CHALLENGE
Reproduce the data verbatim, starting at the line that contains "specified green foliage" and ending at the line that contains "left=0, top=86, right=39, bottom=132", with both of those lines included.

SUPPLIED INFORMATION

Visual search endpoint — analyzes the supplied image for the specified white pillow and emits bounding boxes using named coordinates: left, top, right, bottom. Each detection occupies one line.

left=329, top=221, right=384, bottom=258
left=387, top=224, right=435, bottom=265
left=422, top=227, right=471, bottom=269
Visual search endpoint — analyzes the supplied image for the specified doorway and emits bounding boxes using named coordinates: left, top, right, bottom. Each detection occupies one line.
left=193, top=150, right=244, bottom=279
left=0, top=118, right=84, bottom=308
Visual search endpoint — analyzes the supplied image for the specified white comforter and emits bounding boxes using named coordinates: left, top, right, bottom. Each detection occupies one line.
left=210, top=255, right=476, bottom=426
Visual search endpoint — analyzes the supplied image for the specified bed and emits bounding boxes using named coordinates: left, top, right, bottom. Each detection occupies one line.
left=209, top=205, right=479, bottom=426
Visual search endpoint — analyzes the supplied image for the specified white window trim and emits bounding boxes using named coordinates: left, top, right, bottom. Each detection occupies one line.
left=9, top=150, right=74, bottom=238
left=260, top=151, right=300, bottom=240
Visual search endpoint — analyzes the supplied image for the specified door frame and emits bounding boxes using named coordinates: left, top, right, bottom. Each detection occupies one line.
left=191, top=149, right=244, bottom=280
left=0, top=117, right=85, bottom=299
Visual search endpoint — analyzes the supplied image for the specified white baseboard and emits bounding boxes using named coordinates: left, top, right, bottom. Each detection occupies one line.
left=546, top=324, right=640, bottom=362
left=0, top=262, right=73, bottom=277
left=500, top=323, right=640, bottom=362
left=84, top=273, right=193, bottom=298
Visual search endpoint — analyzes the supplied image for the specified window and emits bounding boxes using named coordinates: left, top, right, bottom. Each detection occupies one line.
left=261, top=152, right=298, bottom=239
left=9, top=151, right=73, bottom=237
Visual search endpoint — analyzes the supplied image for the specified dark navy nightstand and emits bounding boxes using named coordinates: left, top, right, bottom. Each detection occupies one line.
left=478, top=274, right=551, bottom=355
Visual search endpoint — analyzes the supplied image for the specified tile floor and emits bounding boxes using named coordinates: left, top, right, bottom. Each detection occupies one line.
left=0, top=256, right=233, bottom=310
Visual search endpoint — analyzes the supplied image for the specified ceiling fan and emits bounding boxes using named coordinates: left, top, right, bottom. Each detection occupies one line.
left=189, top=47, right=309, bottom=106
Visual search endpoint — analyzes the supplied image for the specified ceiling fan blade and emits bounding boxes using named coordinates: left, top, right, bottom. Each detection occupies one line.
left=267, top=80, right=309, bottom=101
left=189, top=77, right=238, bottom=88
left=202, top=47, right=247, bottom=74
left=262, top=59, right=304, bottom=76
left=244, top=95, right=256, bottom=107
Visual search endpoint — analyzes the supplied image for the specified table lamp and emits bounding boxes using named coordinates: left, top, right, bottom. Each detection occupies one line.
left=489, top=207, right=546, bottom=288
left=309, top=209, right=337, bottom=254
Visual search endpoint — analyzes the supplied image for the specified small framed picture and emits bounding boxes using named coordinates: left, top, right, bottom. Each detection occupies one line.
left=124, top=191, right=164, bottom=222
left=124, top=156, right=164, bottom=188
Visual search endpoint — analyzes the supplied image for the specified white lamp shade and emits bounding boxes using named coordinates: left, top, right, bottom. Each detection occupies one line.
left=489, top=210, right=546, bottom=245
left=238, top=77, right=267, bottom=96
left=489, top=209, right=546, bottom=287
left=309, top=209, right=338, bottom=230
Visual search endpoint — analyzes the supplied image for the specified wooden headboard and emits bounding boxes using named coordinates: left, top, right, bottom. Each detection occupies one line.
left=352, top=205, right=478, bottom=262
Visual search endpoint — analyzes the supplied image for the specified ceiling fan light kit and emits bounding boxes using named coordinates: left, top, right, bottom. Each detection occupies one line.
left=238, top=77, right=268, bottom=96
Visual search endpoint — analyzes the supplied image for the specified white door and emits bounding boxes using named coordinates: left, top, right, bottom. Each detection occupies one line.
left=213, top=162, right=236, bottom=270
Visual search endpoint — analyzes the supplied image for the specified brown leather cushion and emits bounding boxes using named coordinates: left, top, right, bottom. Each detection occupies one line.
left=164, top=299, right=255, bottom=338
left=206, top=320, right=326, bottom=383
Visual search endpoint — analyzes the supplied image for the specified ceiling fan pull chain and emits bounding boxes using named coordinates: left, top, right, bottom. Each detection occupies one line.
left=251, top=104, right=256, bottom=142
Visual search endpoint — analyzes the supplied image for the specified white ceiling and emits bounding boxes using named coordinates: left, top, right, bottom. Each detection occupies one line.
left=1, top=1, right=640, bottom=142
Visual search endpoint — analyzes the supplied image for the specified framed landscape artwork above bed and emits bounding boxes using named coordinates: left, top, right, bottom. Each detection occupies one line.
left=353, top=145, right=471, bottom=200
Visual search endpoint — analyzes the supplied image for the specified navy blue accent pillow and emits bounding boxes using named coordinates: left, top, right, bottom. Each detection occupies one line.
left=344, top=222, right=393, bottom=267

==

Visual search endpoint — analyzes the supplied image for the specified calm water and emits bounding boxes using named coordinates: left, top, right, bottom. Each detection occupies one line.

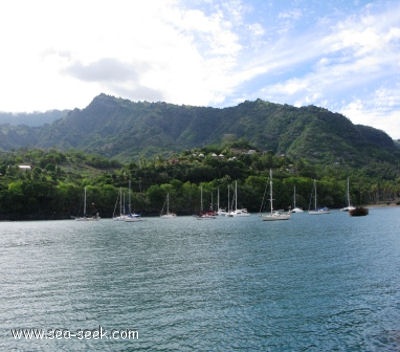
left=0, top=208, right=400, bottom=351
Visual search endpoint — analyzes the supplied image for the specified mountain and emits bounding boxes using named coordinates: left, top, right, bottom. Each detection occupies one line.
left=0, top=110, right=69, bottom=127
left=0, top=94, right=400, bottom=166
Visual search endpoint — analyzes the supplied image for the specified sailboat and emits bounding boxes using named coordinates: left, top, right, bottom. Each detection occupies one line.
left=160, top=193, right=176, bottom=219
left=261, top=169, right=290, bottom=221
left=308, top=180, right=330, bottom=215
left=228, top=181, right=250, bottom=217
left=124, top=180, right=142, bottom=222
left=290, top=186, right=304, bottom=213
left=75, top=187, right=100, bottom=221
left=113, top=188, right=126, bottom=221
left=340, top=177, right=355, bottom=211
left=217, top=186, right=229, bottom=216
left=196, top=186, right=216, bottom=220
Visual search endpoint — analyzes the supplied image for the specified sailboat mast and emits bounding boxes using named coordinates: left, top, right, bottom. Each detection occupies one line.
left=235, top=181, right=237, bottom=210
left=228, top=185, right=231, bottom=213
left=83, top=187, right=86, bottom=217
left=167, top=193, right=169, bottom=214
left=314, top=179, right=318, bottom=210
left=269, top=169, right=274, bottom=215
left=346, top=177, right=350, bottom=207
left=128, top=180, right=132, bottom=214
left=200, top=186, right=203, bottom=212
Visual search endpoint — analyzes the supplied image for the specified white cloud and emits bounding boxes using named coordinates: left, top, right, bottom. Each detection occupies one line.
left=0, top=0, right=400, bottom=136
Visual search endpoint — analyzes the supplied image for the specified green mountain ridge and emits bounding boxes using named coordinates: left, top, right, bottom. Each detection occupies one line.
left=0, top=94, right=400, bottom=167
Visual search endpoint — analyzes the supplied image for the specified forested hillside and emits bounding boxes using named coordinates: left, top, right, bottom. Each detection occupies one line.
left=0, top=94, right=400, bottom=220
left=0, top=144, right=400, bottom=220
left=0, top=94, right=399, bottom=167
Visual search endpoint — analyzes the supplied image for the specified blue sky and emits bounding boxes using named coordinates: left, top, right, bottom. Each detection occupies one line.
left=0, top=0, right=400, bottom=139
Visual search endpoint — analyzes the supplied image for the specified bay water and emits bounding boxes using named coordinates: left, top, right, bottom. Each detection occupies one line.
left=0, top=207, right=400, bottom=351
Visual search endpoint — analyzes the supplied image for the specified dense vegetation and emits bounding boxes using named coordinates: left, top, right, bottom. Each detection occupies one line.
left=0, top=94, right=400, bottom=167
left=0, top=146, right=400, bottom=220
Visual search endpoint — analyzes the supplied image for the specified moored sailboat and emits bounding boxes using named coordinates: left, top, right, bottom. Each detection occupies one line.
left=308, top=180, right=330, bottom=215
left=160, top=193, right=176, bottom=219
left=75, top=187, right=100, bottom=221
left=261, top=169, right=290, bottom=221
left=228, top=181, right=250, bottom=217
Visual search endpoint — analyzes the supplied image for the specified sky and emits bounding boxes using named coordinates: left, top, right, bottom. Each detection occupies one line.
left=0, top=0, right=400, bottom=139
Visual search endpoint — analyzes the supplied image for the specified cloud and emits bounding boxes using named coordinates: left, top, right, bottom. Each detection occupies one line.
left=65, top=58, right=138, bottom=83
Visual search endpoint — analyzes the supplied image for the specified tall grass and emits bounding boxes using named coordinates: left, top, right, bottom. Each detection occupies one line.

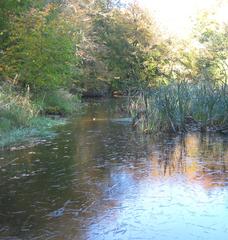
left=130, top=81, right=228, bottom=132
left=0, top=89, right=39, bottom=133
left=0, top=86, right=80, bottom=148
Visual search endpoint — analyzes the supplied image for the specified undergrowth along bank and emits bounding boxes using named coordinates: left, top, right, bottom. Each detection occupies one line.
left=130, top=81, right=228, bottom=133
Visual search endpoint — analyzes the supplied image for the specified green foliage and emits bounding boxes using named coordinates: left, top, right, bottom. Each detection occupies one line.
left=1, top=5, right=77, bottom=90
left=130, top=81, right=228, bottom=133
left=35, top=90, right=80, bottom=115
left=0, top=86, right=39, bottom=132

...

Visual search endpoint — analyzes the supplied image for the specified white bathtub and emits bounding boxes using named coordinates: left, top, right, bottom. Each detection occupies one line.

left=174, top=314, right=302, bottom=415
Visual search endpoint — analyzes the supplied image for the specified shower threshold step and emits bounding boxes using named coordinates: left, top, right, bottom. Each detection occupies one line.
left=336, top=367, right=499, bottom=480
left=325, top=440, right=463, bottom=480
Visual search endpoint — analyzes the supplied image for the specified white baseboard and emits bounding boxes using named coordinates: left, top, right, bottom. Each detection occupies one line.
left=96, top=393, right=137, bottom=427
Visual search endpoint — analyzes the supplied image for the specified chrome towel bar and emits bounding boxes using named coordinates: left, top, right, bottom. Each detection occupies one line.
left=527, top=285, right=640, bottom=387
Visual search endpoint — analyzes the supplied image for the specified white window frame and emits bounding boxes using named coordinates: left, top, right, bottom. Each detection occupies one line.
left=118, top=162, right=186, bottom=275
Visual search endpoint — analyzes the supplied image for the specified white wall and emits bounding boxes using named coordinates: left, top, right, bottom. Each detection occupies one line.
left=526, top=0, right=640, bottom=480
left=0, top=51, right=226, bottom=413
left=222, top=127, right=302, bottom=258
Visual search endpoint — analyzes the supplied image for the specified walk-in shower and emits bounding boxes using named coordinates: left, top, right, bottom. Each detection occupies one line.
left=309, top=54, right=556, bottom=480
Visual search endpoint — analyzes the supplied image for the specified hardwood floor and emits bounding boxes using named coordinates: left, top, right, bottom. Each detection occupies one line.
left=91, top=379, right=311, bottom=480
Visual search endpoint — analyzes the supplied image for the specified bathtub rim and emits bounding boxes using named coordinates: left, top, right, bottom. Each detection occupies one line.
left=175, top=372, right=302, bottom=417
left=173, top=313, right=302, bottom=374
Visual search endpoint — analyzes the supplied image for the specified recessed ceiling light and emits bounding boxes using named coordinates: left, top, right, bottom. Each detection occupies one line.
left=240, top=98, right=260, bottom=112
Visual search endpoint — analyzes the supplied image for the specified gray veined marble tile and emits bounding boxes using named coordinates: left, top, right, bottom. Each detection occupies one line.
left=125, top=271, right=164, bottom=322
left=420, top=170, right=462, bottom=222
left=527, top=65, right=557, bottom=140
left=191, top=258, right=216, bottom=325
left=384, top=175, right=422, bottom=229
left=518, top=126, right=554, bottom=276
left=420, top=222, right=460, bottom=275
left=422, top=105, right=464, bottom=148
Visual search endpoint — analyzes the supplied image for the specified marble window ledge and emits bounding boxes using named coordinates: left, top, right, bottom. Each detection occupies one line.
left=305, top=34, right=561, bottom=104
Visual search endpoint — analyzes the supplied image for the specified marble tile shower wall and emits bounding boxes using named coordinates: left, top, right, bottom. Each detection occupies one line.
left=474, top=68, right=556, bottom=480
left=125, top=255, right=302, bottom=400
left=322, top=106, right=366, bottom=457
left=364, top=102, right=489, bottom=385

COMPLETE ANSWER
Visual search endpoint — analyzes the supplied image for the specified green foliage and emits bounding boxes using named coordinates: left, top, right, bottom. Each detection occupies one line.
left=1, top=5, right=77, bottom=90
left=130, top=81, right=228, bottom=133
left=35, top=90, right=80, bottom=115
left=0, top=86, right=39, bottom=132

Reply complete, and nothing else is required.